:: STORED ROWS ::
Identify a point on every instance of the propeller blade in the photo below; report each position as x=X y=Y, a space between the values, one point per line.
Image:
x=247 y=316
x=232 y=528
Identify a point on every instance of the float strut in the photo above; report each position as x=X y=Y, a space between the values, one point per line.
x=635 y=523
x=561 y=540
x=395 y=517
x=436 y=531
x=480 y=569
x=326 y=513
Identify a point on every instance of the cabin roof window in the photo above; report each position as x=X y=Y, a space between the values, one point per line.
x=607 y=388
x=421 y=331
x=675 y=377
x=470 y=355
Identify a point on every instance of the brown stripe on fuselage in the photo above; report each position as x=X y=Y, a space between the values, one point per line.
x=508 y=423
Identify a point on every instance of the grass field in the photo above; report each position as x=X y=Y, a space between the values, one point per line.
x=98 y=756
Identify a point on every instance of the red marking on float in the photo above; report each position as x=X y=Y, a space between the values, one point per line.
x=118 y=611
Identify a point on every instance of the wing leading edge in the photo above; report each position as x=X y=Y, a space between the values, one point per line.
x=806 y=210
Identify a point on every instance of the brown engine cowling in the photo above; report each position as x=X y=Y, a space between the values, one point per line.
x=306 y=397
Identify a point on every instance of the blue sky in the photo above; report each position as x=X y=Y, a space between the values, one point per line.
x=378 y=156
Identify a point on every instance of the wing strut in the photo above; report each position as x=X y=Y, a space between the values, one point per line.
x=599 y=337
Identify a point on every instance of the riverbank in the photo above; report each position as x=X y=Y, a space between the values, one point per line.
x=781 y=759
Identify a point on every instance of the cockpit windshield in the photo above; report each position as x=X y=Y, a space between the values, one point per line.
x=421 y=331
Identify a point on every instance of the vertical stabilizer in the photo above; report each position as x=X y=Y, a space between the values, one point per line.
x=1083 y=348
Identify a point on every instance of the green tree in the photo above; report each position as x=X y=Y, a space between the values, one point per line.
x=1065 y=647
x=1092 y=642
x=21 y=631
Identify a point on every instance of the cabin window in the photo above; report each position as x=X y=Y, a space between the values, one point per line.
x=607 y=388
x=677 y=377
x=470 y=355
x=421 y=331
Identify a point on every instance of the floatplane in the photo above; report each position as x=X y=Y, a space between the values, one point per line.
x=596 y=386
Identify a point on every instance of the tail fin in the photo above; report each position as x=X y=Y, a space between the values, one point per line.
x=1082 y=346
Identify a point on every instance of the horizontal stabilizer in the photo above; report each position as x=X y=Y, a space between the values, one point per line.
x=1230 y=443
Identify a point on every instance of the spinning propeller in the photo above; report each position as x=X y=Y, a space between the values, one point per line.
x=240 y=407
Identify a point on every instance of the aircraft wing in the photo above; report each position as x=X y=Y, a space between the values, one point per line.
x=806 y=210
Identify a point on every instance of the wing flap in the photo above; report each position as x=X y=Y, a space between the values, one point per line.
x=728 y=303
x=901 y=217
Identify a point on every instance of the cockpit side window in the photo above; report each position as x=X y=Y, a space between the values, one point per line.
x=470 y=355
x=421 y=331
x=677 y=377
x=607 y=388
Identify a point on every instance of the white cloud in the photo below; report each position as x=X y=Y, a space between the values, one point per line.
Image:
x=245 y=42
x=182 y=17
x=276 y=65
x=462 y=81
:::
- REQUIRED TASK:
Could you put the records above into a two-column CSV with the headers "prompt" and "reply", one row per record? Each row should hold the record's text and its answer, with each value in a single quoted field and any line breaks replaced by spaces.

- EXERCISE RESPONSE:
prompt,reply
"Identify a point on every instance of the propeller blade in the photo below; report each position as x=X y=Y, a space between the values, one point per line. Image:","x=247 y=316 x=232 y=528"
"Identify a point on every instance of the float strut in the photo above; report each position as x=X y=Y, a space between the values, one point per line.","x=635 y=523 x=561 y=540 x=395 y=517 x=436 y=531 x=480 y=569 x=326 y=513"
"Identify a point on every instance of the cabin roof window in the photo above; report each position as x=X y=Y, a space between the values, one point per line.","x=607 y=388 x=421 y=331 x=675 y=377 x=470 y=355"
"Identify a point on every instance of the brown stripe on fuselage in the photo above; report each position as x=X y=Y, a space between the values, one point per line.","x=508 y=423"
"Identify a point on every instance of the grass field in the photo above; report each position as x=X y=Y, a space between the values, one point per line.","x=98 y=756"
"Identify a point on every instance of the red marking on float in the photo above; report each position as x=X y=Y, a space between the values, one point per line.","x=118 y=611"
"Identify a point on every instance of the wing leading edge in the photo above; report each position as x=X y=Y, a space between the values, one point per line.","x=806 y=210"
"Identify a point on every instance of the brown engine cowling in the photo above; report each position as x=X y=Y, a space between the values, one point per line.","x=306 y=397"
"Identify a point on every instance of the blue sky in the photo above; report each position as x=X y=Y, a space between the values, one point per line.","x=378 y=156"
"Identify a point on every instance of the wing strut in the photo above; report each position as x=X y=Y, a space between the values, one point per line.","x=599 y=337"
"Identify a point on every instance of the riverbank in the photo above; report each position as x=X y=Y, a space between the values, one point per line.","x=781 y=759"
"Identify a point on every instance of the cockpit windshield in the photo above; report each position as x=X y=Y, a space between the values, one point per line.","x=421 y=331"
"Identify a point on every instance of the vertical stabilizer in the photo above; report each position as x=X y=Y, a space between the values, one point per line.","x=1083 y=348"
"Identify a point on every instance of the green tree in the photo above; report each position as x=X y=Y, a space between the values, one point per line.","x=1065 y=647 x=1092 y=642 x=21 y=631"
"Identify a point on every instance of the cabin window in the photo above; report each position as x=X y=Y, a space between the values, one point per line.","x=607 y=388 x=677 y=377 x=470 y=355 x=421 y=331"
"Identify a point on every instance of the floatplane in the photo above; report each position as x=X y=Y, a space between the values, one point per line.","x=596 y=386"
"Identify a point on every instance of the tail fin in the photo above; report each position as x=X y=Y, a space between the values, one point per line.","x=1082 y=346"
"Identify a point on every instance of the horizontal stabilizer in the photo above; report each position as x=X y=Y, a space between the values, one point per line.","x=1230 y=443"
"Identify a point on every instance of the spinning propeller in the photo above; report each position as x=X y=Y, a space between the values, one point per line.","x=240 y=407"
"Identify a point on every instance of the aircraft wing in the photo above; report each position as x=X y=Y, a space between the values, one point per line.","x=806 y=210"
"Identify a point on every instance of the wing flap in the photo above; report each position as x=X y=Y, a space between the values, one point per line.","x=728 y=303 x=901 y=217"
"Identify a point on every instance of the cockpit side window in the photo above; report each position as x=X y=Y, a space between the values, one point per line.","x=470 y=355 x=421 y=331 x=677 y=377 x=607 y=388"
"Identify a point on every instance of the white cloud in the photo below; report each position as x=X y=Y, a space between the values, one point per line. Image:","x=245 y=42 x=182 y=17 x=276 y=65 x=462 y=81"